Kutipan Dokumen -
____
JAKARTA, Radarjakarta.id — R. Haidar Alwi, pendiri Haidar Alwi Care dan Haidar Alwi Institute, kembali melontarkan ide progresif: melunasi utang luar negeri Indonesia senilai Rp7.038 triliun melalui skema gotong royong rakyat, yang ia sebut Dana Kedaulatan Nasional.
Menurut Haidar, gagasan ini bukan untuk menggantikan peran negara, melainkan sebagai bentuk solidaritas nasional dan upaya kolektif menyelamatkan ruang fiskal yang kian menyempit.
Fiskal Tertekan, Belanja Sosial Tergerus
Pada 2025, pemerintah telah mengalokasikan Rp1.072 triliun untuk pembayaran utang, termasuk Rp552,9 triliun untuk bunga. Beban ini menyedot lebih dari 45% anggaran belanja pusat, mengurangi ruang bagi sektor prioritas seperti pendidikan, kesehatan, dan subsidi.
Dua bulan pertama 2025 saja, Rp79,3 triliun telah dikeluarkan hanya untuk bunga. Haidar menilai kondisi ini perlu solusi non-tradisional yang menggabungkan pendekatan fiskal, sosial, dan moral.
____
Tujuan Latihan - Ketik ulang bagian kutipan dokumen di atas yang terletak di antara "Menurut Haidar, gagasan" dan "yang kian menyempit.", termasuk kedua batas tersebut, tanpa mengubah satu huruf pun.
____
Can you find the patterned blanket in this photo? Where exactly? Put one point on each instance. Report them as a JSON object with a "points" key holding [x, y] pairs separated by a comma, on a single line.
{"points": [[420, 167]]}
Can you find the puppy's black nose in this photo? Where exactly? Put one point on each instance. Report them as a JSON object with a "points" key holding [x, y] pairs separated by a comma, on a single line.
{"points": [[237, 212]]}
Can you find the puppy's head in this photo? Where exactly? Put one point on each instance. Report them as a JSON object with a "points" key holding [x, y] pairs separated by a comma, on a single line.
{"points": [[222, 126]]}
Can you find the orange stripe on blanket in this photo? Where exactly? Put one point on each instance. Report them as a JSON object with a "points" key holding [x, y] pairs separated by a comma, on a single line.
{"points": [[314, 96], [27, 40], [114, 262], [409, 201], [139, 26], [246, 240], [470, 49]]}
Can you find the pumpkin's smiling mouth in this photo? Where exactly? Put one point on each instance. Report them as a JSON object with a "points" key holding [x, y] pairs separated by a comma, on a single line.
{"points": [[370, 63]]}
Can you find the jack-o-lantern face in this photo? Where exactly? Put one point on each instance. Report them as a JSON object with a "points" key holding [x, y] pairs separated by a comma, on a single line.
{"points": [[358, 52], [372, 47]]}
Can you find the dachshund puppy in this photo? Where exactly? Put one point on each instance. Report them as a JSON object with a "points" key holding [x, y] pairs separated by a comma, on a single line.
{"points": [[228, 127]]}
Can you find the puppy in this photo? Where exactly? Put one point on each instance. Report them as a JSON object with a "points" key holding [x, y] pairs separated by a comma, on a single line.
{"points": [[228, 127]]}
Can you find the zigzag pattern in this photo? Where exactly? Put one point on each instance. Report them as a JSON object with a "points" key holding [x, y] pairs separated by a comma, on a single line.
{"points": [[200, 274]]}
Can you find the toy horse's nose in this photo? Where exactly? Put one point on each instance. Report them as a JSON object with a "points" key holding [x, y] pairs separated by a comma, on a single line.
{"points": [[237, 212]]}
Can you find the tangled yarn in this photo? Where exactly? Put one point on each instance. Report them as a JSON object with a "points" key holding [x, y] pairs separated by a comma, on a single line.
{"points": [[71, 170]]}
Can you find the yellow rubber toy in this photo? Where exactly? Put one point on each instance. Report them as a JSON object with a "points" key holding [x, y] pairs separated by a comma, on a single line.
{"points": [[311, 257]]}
____
Hasil Akhir -
Menurut Haidar, gagasan ini bukan untuk menggantikan peran negara, melainkan sebagai bentuk solidaritas nasional dan upaya kolektif menyelamatkan ruang fiskal yang kian menyempit.